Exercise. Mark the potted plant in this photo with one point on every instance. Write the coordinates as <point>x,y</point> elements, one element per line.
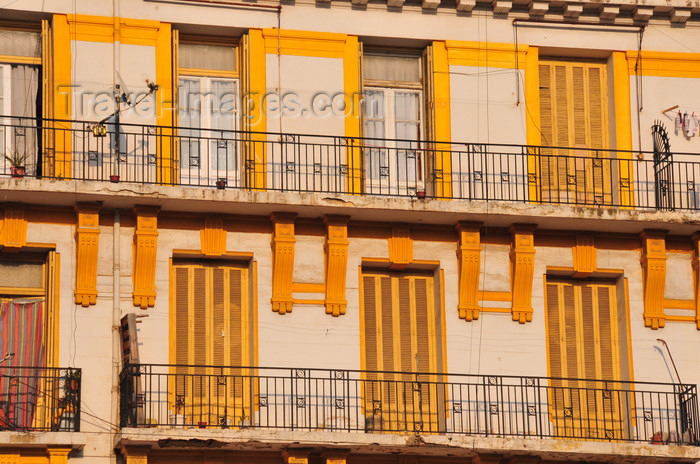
<point>72,380</point>
<point>16,160</point>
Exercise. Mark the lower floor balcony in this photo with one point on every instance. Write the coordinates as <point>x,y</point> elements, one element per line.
<point>39,399</point>
<point>409,403</point>
<point>329,164</point>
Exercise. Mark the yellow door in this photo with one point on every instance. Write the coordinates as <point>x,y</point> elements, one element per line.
<point>582,330</point>
<point>574,162</point>
<point>212,344</point>
<point>400,335</point>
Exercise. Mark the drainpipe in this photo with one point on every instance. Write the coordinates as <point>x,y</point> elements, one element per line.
<point>116,324</point>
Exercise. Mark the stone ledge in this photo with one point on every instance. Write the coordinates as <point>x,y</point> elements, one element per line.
<point>73,440</point>
<point>358,207</point>
<point>425,445</point>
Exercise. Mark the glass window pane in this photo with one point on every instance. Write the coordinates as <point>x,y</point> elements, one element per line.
<point>20,43</point>
<point>21,274</point>
<point>199,56</point>
<point>392,68</point>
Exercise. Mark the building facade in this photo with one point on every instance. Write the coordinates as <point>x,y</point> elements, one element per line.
<point>349,232</point>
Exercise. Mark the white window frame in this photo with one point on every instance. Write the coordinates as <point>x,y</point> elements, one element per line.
<point>205,172</point>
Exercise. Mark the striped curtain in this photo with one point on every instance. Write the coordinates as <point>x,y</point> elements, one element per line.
<point>21,334</point>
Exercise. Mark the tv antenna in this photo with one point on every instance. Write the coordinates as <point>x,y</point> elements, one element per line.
<point>121,95</point>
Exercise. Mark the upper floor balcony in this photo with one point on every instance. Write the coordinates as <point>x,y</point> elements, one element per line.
<point>257,161</point>
<point>347,401</point>
<point>42,399</point>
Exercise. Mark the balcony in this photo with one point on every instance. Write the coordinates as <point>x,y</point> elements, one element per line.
<point>41,399</point>
<point>344,165</point>
<point>290,399</point>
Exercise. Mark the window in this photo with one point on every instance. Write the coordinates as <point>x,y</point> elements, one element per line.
<point>584,343</point>
<point>402,333</point>
<point>393,114</point>
<point>211,310</point>
<point>27,300</point>
<point>573,116</point>
<point>208,96</point>
<point>20,95</point>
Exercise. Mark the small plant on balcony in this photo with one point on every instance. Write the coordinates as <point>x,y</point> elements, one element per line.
<point>17,160</point>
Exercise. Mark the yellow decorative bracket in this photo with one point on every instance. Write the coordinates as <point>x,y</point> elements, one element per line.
<point>213,236</point>
<point>13,228</point>
<point>654,277</point>
<point>86,236</point>
<point>145,245</point>
<point>469,257</point>
<point>696,276</point>
<point>282,261</point>
<point>336,248</point>
<point>585,254</point>
<point>522,269</point>
<point>400,246</point>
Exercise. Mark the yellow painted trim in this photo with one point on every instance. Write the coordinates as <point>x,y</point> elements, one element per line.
<point>144,257</point>
<point>283,241</point>
<point>531,78</point>
<point>86,236</point>
<point>400,246</point>
<point>299,287</point>
<point>442,117</point>
<point>207,72</point>
<point>485,54</point>
<point>308,301</point>
<point>255,319</point>
<point>213,235</point>
<point>304,43</point>
<point>671,303</point>
<point>353,121</point>
<point>469,260</point>
<point>363,345</point>
<point>20,59</point>
<point>654,277</point>
<point>496,296</point>
<point>623,125</point>
<point>665,64</point>
<point>254,117</point>
<point>336,263</point>
<point>107,29</point>
<point>165,103</point>
<point>62,93</point>
<point>13,227</point>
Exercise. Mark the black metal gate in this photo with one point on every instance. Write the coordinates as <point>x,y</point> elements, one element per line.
<point>663,168</point>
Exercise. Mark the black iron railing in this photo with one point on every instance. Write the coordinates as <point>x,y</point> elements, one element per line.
<point>39,398</point>
<point>178,396</point>
<point>350,165</point>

## Problem
Each line, from the one that holds "Exercise. Mark the yellow painted" through the last line of the entries, must be repeated exactly. Leave out everything else.

## Task answer
Exercise. Mark the yellow painted trim in this photo with one point on every instance. Write the coordinates as <point>x,y</point> elements, one element per line.
<point>144,257</point>
<point>283,241</point>
<point>531,78</point>
<point>86,236</point>
<point>400,246</point>
<point>299,287</point>
<point>442,117</point>
<point>207,72</point>
<point>485,54</point>
<point>308,301</point>
<point>255,319</point>
<point>213,235</point>
<point>304,43</point>
<point>671,303</point>
<point>353,121</point>
<point>469,260</point>
<point>363,345</point>
<point>20,59</point>
<point>654,277</point>
<point>496,296</point>
<point>623,125</point>
<point>665,64</point>
<point>254,117</point>
<point>336,263</point>
<point>107,29</point>
<point>165,103</point>
<point>62,93</point>
<point>13,227</point>
Exercise. Mark the black metal gate in this photo with one point on every instance. Write the coordinates as <point>x,y</point> elements, one element per line.
<point>663,168</point>
Exercise. Mark the black iron railing in this photo with one point on every instance. Write the coordinates as <point>x,y</point> elements, one element per line.
<point>39,398</point>
<point>178,396</point>
<point>350,165</point>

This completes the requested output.